We see that men are somewhere up there, and women are somewhere beneath them. But we do not want to help women come up to the men’s level. Instead, we want to bring men back down to the community of women and kids. It happens at some point during puberty that men put themselves 'above'. They isolate themselves, while women and kids remain together. If we welcome men back into this community with a wink, then we can think of a future that is really different. I don't think that women have to behave like men. That would bring total destruction to the world. We would have Mr Trump and Ms Trump. (Laugh.)

OT: Can you explain how you do this in a performative way?

d&p: Yeah, we should be talking practically, otherwise people think we are crazy. Once again, it’s a question of how to equip spaces and what kind of situations to create. In Spinnen, which is a German word for spinning a thread and going nuts at the same time, we invite people to sit around a table with a lot of wool, threads, pictures, and needles, and other stuff. People sit there talking while doing something with their hands, like women were sitting a hundred years ago, sharing both a conversation and a craft.

• TASK: Write out the interview word for word, everything from "OT: Can you explain" down to "and a craft.".

• RECORDED INFORMATION:
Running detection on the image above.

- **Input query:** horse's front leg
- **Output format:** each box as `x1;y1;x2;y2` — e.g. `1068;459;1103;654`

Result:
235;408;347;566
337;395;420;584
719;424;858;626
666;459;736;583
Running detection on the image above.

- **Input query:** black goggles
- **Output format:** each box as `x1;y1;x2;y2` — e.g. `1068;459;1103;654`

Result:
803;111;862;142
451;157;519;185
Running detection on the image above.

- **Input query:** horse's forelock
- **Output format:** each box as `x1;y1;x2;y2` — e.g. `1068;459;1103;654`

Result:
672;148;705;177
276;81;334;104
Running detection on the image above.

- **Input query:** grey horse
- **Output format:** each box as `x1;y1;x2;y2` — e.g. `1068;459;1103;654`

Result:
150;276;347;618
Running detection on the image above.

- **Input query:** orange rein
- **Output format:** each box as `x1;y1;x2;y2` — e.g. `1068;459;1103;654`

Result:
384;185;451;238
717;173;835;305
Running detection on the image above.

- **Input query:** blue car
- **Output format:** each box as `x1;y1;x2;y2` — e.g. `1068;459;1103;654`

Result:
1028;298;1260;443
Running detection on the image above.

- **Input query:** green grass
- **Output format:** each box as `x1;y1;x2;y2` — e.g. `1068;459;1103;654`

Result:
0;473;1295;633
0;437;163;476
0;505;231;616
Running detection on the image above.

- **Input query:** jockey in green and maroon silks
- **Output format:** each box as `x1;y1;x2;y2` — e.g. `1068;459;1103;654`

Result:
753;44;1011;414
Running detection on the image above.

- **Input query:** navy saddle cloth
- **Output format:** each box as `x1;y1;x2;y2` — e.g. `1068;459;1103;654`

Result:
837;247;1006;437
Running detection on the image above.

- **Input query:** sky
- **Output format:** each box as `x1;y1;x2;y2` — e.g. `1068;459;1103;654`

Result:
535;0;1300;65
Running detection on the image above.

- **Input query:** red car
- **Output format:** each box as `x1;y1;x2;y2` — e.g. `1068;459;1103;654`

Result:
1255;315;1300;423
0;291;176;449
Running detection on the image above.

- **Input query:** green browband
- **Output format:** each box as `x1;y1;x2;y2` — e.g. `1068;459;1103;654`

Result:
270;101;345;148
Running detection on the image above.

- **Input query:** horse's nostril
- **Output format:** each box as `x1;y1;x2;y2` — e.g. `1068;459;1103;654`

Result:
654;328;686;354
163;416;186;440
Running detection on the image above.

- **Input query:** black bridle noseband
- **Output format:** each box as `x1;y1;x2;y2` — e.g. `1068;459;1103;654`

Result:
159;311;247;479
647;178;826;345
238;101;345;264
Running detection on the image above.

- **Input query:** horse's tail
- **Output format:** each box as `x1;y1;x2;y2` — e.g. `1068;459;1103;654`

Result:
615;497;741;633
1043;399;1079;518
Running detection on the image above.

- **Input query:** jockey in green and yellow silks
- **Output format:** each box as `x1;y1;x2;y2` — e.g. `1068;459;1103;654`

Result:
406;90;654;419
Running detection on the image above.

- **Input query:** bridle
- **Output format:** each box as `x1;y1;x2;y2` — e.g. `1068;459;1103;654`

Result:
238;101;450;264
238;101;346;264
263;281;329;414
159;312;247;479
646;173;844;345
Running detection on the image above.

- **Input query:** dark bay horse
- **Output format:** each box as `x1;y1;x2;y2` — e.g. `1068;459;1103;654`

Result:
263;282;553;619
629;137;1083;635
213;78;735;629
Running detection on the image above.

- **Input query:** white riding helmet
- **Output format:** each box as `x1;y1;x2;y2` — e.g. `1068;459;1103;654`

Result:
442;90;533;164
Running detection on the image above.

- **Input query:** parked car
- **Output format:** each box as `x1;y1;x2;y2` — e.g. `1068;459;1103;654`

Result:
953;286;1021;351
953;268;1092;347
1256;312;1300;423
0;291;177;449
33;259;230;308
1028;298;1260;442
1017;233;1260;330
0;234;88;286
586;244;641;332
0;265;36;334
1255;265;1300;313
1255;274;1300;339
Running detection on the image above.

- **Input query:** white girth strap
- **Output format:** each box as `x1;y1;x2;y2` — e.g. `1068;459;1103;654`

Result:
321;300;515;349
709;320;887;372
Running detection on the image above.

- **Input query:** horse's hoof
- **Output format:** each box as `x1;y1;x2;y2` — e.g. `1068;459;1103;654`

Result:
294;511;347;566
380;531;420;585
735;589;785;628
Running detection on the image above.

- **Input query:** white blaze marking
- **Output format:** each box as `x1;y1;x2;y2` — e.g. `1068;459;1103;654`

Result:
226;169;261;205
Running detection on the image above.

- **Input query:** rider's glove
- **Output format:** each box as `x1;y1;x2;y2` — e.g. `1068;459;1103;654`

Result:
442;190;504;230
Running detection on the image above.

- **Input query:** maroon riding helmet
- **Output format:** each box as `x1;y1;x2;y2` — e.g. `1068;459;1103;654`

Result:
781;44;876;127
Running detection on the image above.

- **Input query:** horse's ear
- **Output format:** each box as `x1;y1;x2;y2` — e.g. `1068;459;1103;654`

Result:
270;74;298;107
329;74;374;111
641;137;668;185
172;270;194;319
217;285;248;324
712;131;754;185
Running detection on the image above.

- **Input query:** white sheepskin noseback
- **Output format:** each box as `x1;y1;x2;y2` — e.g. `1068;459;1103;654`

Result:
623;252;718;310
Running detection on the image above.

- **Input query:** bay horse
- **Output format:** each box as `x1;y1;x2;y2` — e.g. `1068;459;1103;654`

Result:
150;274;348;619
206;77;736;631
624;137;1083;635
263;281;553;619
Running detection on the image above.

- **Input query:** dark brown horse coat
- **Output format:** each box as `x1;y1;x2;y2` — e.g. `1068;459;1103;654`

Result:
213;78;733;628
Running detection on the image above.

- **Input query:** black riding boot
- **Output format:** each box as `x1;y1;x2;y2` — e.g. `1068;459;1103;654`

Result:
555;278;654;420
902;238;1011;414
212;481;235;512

• SOLUTION FOR THIS EXERCISE:
OT: Can you explain how you do this in a performative way?

d&p: Yeah, we should be talking practically, otherwise people think we are crazy. Once again, it’s a question of how to equip spaces and what kind of situations to create. In Spinnen, which is a German word for spinning a thread and going nuts at the same time, we invite people to sit around a table with a lot of wool, threads, pictures, and needles, and other stuff. People sit there talking while doing something with their hands, like women were sitting a hundred years ago, sharing both a conversation and a craft.